▸ **Teks Bacaan**:
+--
DUKUNGAN Barat termasuk Amerika terhadap LGBT kian gencar. Hampir seluruh aspek kegiatan masyarakat dunia mereka jadikan alat propaganda.
Keanehan Kesebelasan Jerman di Qatar
Apa yang pernah terjadi pada kesebalasan Jerman di piala dunia Qatar memang cukup menarik. Mereka begitu gencar mempropagandakan LGBT. Padahal, tidak ada hubungannya dengan sepak bola.
Kesebalasan ini pun siap berhadapan langsung dengan kebijakan tuan rumah yang sudah didukung FIFA. Mulai dari aksesoris pesawat yang membawa mereka, ban kapten kesebalasan, hingga hadirnya menteri wanita Jerman yang mengenakan simbol LGBT.
Entah apa yang dimaksudkan dari misi aneh kesebalasan Jerman ini. Ada kemungkinan karena ingin ‘fight’ terhadap kebijakan dalam negeri Qatar yang memang melarang keras LGBT.
+--
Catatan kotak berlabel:
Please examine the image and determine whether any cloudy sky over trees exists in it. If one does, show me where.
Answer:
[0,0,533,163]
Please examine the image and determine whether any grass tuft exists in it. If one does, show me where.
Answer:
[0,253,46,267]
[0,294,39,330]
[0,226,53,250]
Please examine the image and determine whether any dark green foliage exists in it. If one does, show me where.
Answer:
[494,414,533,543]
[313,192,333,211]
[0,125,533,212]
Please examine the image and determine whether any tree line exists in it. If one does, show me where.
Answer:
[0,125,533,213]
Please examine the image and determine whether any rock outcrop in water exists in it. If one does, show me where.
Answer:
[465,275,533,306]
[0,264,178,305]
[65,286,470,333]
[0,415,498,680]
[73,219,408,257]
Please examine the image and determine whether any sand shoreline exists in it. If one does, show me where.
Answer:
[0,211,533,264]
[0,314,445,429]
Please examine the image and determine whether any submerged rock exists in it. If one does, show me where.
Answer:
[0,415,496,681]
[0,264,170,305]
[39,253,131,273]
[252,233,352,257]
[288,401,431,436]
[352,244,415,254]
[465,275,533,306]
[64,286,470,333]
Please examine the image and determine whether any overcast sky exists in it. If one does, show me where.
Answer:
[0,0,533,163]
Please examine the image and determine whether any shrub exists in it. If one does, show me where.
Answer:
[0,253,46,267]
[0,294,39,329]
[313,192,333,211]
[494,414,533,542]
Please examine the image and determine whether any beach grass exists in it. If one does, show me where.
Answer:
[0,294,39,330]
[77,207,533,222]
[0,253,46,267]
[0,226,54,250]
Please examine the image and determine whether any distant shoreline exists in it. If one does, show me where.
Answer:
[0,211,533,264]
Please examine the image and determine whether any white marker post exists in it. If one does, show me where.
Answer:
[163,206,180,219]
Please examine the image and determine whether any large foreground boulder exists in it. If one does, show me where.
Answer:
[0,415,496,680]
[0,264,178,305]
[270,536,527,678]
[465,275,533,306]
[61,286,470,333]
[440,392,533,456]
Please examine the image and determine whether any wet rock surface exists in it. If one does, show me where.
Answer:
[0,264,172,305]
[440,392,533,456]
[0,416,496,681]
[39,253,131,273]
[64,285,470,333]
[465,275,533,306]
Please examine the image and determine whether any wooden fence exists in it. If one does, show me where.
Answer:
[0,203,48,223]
+--
▸ **Tugas yang Dikerjakan**:
**A.** Sebutkan semua hal yang dirinci dalam teks tentang kesebelasan Jerman di Qatar, mulai dari aksesoris pesawat sampai kehadiran seorang menteri.
**B.** Menurut teks tentang kesebelasan Jerman di Qatar, siapa yang sudah mendukung kebijakan tuan rumah?
**C.** Salin dari teks tentang kesebelasan Jerman di Qatar bagian yang dimulai dengan "Entah apa yang" dan berakhir pada "melarang keras LGBT.".
Jawablah hanya berdasarkan teks tentang kesebelasan Jerman di Qatar.

▸ **Jawaban yang Diharapkan**:
**A.**
- Aksesoris pesawat yang membawa mereka
- Ban kapten kesebalasan
- Hadirnya menteri wanita Jerman yang mengenakan simbol LGBT

**B.** FIFA.

**C.**
Entah apa yang dimaksudkan dari misi aneh kesebalasan Jerman ini. Ada kemungkinan karena ingin ‘fight’ terhadap kebijakan dalam negeri Qatar yang memang melarang keras LGBT.